Data rows
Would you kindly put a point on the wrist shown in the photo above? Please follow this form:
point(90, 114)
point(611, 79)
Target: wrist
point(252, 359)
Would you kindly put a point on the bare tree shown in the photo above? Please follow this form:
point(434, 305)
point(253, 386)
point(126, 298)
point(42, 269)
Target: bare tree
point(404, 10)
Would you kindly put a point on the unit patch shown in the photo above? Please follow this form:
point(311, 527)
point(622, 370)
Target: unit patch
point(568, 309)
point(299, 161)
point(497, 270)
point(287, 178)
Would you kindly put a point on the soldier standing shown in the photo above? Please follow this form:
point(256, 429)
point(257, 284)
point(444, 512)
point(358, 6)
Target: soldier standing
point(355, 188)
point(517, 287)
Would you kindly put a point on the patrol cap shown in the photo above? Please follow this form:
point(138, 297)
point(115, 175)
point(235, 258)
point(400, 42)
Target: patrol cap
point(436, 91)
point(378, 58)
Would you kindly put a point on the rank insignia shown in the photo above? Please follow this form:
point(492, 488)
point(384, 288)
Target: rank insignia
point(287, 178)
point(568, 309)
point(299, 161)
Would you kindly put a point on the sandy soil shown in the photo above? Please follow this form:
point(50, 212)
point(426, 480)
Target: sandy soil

Goal
Reproduce every one of the lines above verbatim, from the first line through the last.

Worked answer
Would you kindly put a point on the wrist shown in the photo above? Please follow this form:
point(90, 114)
point(611, 79)
Target: wrist
point(252, 359)
Would you kindly put a point on the bare tree shown in the photo above? Please follow this form:
point(434, 305)
point(253, 386)
point(126, 298)
point(42, 269)
Target: bare tree
point(404, 10)
Would you kindly put a point on the unit patch shown in the photo above? Please follow this form:
point(311, 527)
point(622, 370)
Target: unit patch
point(568, 309)
point(299, 161)
point(497, 270)
point(287, 178)
Would you kindly put a point on the soldier standing shown in the photo above? Please follow this form:
point(256, 429)
point(257, 284)
point(444, 512)
point(358, 6)
Target: soldier standing
point(355, 188)
point(517, 287)
Would you kindly put a point on the patrol cap shown in the photo above? Please follow this form:
point(138, 297)
point(115, 175)
point(235, 258)
point(400, 42)
Target: patrol cap
point(436, 91)
point(378, 58)
Would you kindly put a point on the rank insignia shown in the photo above? Please follow this form:
point(492, 488)
point(384, 288)
Target: rank insignia
point(287, 178)
point(568, 309)
point(299, 161)
Would you kindly put a point on the sandy soil shown in the photo above? Please follow this form:
point(50, 212)
point(426, 480)
Target: sandy soil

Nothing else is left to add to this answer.